Brief 1
In the comparison group text, copy the passage starting at "- A treated" and ending at "from optimization strategies).".
Brief 2
List every chapter and appendix that the comparison group text refers the reader to.

Document passage
-*-*-

- Random Selection of Comparison Group from Population
- For some programs a sufficient comparison group can be formed via random selection from within an eligible comparison pool. The random selection should be made after filtering for program and other eligibility requirements.
- A comparison group selected randomly from an eligible population must minimize the potential for sampling error by selecting a large pool of non-participants. The assumption with this type of comparison group is that the treated customers are experiencing exogenous factors in the same way as the larger population. In this case, the randomly selected comparison group is expected to be representative of the larger population and is thus a suitable basis for calculating exogenous effects. Comparison group sizing is described in greater detail in Chapter 2.
- Random Selection of Comparison Group from Sub-Population
- If a treated group is not expected to reflect the usage patterns or bear the impact of exogenous factors the same as the population as a whole, the comparison group must be designed to reflect the treated group rather than the population. In this case, the sampling error observed is between the comparison group and the treated group rather than the comparison group and the population. Chapters 5 and 6 and Appendices B and C give more detail on quantifying and minimizing COVID-related residuals in the Residential and Commercial sectors.
- A treated group may be drawn from a targeted subset of the program eligible population. For example, a program may target customers with usage patterns substantially different from the program eligible population, such as those whose energy use peaks during peak evening hours. In this case, it will be important to draw a sample of non-participants from within the distribution of targeted participants.
- Targeting parameters will skew the distribution of a treated group away from the general population. The comparison group should attempt to replicate this skewness (as well as the probable kurtosis resulting from optimization strategies).

-*-*-

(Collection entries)
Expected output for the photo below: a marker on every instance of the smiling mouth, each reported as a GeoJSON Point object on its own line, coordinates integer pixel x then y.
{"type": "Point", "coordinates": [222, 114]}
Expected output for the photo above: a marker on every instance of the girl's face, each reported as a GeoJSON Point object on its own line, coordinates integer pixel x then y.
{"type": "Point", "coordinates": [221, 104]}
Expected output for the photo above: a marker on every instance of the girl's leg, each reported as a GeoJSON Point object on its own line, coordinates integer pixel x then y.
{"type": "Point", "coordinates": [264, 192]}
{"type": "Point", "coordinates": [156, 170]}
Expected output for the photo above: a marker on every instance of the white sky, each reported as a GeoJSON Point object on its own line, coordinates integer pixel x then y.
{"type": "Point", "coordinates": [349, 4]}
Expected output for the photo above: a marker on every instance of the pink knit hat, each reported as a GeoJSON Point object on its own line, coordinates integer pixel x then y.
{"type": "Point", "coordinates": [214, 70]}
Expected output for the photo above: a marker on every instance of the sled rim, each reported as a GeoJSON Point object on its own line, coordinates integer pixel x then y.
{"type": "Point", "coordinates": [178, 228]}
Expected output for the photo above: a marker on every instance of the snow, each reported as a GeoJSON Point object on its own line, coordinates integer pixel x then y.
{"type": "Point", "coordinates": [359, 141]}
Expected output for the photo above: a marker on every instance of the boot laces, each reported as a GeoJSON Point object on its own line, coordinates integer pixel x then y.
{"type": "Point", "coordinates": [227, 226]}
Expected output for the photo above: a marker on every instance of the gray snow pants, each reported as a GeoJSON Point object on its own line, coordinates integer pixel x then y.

-*-*-

Written answer 1
- A treated group may be drawn from a targeted subset of the program eligible population. For example, a program may target customers with usage patterns substantially different from the program eligible population, such as those whose energy use peaks during peak evening hours. In this case, it will be important to draw a sample of non-participants from within the distribution of targeted participants.
- Targeting parameters will skew the distribution of a treated group away from the general population. The comparison group should attempt to replicate this skewness (as well as the probable kurtosis resulting from optimization strategies).

Written answer 2
Chapter 2
Chapter 5
Chapter 6
Appendix B
Appendix C